To-do list:
**a.** In the interview about bankruptcy below, where did Jacoby hold a first job?
**b.** Write what comes next in the interview about bankruptcy below, starting after its final line.
━━ Document ━━
In Unjust Debts (New Press, June), Jacoby explains how the powerful use bankruptcy to evade accountability.

When did you begin looking into bankruptcy?

I fell in love with bankruptcy in law school; my first job was at a bankruptcy court in Chicago. I believed it was so important for our society to help people get back on their feet. Over time, I’ve fallen out of love. The bankruptcy system has become less effective at helping families cancel debts. Congress was taken with arguments from the credit industry about personal responsibility—made at a time when the credit industry was making record profits. There’s also evidence that African American families pay more for bankruptcy and are less likely to get it. There need to be structural change to address that—and the use of bankruptcy by what I call “fake people.”

Fake people?
━━━
━━ Information provided ━━
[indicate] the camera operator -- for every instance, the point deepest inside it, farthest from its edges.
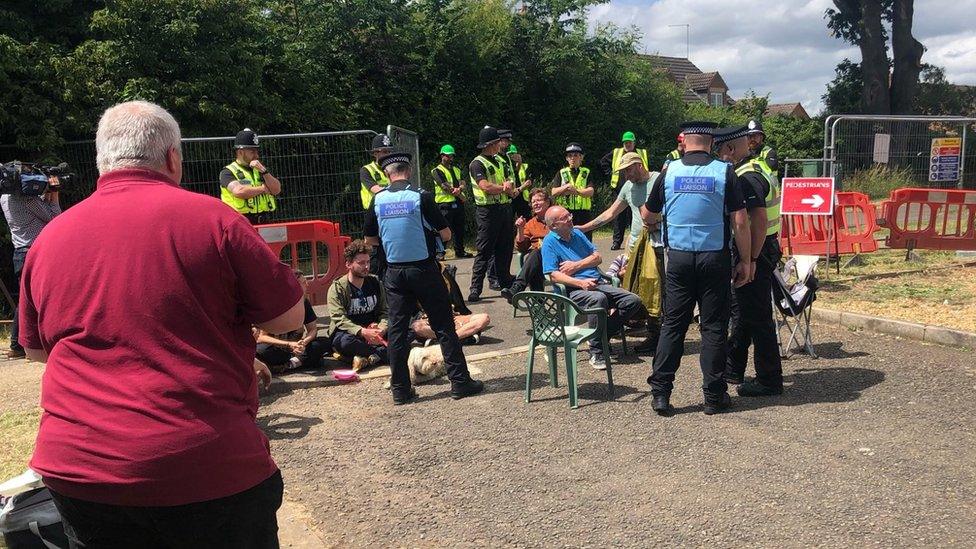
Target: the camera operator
(26, 216)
━━━
Task answers:
**a.** At a bankruptcy court in Chicago.

**b.**
Corporations, cities, nonprofit organizations, churches—all these entities use bankruptcy. On the one hand, Chapter 11 bankruptcy is necessary for small businesses to be able to get over hard times. But Congress made bankruptcy more difficult for small businesses. Instead, powerful players have been able to change the law bit by bit for their own benefit. The law got dismantled over time, and that’s changed who’s helped and who’s hurt by the system. Now we are seeing bankruptcy used to handle issues like child sex abuse and the opioid crisis.

How does that work?

For instance, when Detroit and San Bernardino declared bankruptcy, survivors of police brutality who were owed damages ended up with the lowest rates of compensation of any claimant. These are people who didn’t ask to be creditors, they didn’t lend money to the city, and yet they were swept into the bankruptcy along with everybody else. Astoundingly, the families affected by the Sandy Hook shooting have been dragged into bankruptcy court multiple times as creditors, first by [gun manufacturer] Remington, and then because Alex Jones filed for bankruptcy after a judgment that he had defamed them by saying Sandy Hook was a hoax. The use of bankruptcy by nonprofits to manage liability for child sex abuse started with the Catholic Church in the 2000s; I think now over 35 Catholic dioceses have filed for bankruptcy for that reason.

Is this a partisan issue?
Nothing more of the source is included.